| WHAT THE TASK REQUIRES |
The required output is the line that contains "block wall in the photo above." plus every line after it in the listing below, copied exactly as it appears.

| GIVEN RECORDS |

= = = =

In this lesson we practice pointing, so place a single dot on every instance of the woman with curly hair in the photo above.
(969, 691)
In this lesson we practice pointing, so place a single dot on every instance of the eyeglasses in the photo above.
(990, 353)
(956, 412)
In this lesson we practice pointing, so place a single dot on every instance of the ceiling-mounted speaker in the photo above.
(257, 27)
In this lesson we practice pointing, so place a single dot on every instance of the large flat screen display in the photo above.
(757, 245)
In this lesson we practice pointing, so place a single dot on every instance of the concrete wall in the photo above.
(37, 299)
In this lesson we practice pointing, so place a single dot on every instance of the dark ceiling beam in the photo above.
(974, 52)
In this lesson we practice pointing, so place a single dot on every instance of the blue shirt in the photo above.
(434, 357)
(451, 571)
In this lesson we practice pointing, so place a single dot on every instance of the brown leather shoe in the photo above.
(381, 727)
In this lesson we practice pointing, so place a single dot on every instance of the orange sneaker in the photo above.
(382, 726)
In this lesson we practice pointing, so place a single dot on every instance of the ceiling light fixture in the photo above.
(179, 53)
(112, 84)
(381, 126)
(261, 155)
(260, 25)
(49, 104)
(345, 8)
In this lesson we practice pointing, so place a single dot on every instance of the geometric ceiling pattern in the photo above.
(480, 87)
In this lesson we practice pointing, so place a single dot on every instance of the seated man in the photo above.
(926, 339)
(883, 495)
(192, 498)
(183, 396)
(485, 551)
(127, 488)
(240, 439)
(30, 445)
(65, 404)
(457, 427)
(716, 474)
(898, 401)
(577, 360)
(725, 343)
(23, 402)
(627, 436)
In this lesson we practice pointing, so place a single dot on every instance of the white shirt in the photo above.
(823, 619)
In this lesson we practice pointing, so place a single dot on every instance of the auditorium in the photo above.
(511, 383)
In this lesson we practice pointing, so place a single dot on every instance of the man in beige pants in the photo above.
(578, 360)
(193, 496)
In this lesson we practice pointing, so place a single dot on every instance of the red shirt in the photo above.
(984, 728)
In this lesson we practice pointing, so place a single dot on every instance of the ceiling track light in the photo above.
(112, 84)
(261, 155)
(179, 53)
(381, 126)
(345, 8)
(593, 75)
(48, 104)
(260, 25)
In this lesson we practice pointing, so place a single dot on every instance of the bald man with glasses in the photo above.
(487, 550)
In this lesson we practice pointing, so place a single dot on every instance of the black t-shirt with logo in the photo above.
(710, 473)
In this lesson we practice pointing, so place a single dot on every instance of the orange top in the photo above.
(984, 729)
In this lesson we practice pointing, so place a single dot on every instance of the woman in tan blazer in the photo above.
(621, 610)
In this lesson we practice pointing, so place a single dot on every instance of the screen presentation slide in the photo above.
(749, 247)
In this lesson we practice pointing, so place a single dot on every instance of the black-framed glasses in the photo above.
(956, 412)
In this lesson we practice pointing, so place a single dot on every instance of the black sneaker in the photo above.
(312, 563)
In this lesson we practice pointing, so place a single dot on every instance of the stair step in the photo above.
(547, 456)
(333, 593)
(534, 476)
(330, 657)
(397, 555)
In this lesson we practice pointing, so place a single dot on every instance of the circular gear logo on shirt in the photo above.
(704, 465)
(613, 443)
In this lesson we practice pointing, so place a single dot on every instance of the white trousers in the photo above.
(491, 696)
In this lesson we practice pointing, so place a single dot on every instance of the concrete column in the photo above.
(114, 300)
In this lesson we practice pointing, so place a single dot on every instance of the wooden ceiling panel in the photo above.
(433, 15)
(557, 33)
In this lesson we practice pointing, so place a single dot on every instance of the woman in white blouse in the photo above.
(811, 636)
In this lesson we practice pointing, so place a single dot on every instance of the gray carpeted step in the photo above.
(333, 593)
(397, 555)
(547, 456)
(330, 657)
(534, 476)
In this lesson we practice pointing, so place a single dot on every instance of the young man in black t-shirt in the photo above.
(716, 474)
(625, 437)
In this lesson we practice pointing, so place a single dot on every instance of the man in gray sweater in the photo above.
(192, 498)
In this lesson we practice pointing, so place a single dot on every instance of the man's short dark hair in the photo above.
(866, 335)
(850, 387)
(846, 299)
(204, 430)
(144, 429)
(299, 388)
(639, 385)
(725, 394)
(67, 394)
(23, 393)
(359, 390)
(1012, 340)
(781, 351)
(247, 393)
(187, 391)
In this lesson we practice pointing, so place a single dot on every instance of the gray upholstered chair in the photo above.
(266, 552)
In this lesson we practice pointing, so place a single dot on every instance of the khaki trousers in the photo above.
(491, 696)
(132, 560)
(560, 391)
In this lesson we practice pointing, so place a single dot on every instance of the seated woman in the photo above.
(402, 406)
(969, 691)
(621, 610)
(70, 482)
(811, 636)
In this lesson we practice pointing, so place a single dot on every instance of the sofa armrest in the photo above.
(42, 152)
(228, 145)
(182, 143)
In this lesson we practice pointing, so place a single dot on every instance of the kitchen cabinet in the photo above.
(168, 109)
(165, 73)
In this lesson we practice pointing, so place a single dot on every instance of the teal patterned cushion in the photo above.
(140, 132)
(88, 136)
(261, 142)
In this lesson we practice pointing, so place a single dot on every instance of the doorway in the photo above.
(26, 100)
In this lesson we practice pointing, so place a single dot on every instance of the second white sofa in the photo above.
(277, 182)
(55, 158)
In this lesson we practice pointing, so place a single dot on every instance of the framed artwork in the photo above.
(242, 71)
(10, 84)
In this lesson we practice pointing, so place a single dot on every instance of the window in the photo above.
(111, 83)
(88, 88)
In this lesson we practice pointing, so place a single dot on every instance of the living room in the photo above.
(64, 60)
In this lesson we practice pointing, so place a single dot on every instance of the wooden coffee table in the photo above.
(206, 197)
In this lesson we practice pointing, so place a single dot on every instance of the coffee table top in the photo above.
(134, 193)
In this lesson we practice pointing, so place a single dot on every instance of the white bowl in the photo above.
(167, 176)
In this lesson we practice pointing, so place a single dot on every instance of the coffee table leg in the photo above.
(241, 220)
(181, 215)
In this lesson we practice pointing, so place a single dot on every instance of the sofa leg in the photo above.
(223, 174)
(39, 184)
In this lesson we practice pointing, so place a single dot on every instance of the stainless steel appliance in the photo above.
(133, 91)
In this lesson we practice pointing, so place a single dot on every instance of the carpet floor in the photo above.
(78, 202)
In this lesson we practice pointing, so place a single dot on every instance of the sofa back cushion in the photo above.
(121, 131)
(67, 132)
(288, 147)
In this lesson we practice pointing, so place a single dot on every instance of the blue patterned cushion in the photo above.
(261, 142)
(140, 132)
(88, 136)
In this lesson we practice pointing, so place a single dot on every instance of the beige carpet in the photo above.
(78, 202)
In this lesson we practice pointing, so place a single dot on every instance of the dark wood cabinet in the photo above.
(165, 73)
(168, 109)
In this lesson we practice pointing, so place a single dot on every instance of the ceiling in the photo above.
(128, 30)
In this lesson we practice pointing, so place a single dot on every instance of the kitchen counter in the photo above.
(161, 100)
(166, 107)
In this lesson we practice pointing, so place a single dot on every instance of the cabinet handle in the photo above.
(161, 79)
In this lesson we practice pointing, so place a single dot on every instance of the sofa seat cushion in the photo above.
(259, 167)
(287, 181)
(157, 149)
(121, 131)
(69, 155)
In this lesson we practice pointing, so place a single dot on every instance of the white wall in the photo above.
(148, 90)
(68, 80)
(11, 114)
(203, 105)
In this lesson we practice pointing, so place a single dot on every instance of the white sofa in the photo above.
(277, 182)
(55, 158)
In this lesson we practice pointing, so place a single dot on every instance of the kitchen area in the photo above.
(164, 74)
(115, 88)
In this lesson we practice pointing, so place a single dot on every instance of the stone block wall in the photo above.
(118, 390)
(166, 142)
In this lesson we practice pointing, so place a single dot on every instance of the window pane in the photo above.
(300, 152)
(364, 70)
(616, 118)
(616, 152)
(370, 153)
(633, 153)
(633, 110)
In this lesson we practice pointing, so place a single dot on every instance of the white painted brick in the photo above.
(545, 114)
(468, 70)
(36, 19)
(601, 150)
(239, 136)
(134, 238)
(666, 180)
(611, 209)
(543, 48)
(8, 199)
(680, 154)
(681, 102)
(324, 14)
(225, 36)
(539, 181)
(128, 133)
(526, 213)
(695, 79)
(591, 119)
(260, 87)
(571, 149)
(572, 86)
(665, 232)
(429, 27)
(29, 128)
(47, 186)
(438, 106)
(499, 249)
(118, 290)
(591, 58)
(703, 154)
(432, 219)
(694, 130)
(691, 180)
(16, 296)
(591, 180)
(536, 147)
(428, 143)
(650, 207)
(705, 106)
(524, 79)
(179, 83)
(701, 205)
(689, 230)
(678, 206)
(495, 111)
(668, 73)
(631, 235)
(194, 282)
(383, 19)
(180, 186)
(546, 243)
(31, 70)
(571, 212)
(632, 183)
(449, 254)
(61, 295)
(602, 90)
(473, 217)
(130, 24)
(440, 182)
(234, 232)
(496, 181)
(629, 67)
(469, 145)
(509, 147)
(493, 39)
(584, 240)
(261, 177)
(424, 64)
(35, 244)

= = = =

| ANSWER TO THE TASK |
In this lesson we practice pointing, so place a single dot on every instance of the stone block wall in the photo above.
(118, 390)
(166, 142)
In this lesson we practice pointing, so place a single dot on every instance of the window pane in the photo above.
(300, 152)
(364, 70)
(616, 118)
(616, 152)
(370, 153)
(633, 153)
(633, 110)
In this lesson we practice pointing, so place a single dot on every instance of the white painted brick in the photo above.
(545, 114)
(468, 70)
(36, 19)
(601, 150)
(239, 136)
(134, 238)
(666, 180)
(611, 209)
(543, 48)
(8, 199)
(680, 154)
(681, 102)
(324, 14)
(225, 36)
(539, 181)
(128, 133)
(526, 213)
(695, 79)
(591, 119)
(260, 87)
(571, 149)
(572, 86)
(665, 232)
(429, 27)
(29, 128)
(47, 186)
(438, 106)
(499, 249)
(118, 290)
(591, 58)
(703, 154)
(432, 219)
(694, 130)
(691, 180)
(16, 296)
(591, 180)
(536, 147)
(428, 143)
(650, 207)
(705, 106)
(524, 79)
(179, 83)
(701, 205)
(689, 230)
(678, 206)
(495, 111)
(668, 73)
(631, 235)
(194, 282)
(383, 19)
(180, 186)
(546, 243)
(31, 70)
(571, 212)
(632, 183)
(449, 254)
(61, 295)
(602, 90)
(473, 217)
(130, 24)
(440, 182)
(234, 232)
(496, 181)
(629, 67)
(469, 145)
(509, 147)
(493, 39)
(584, 240)
(261, 177)
(424, 64)
(35, 244)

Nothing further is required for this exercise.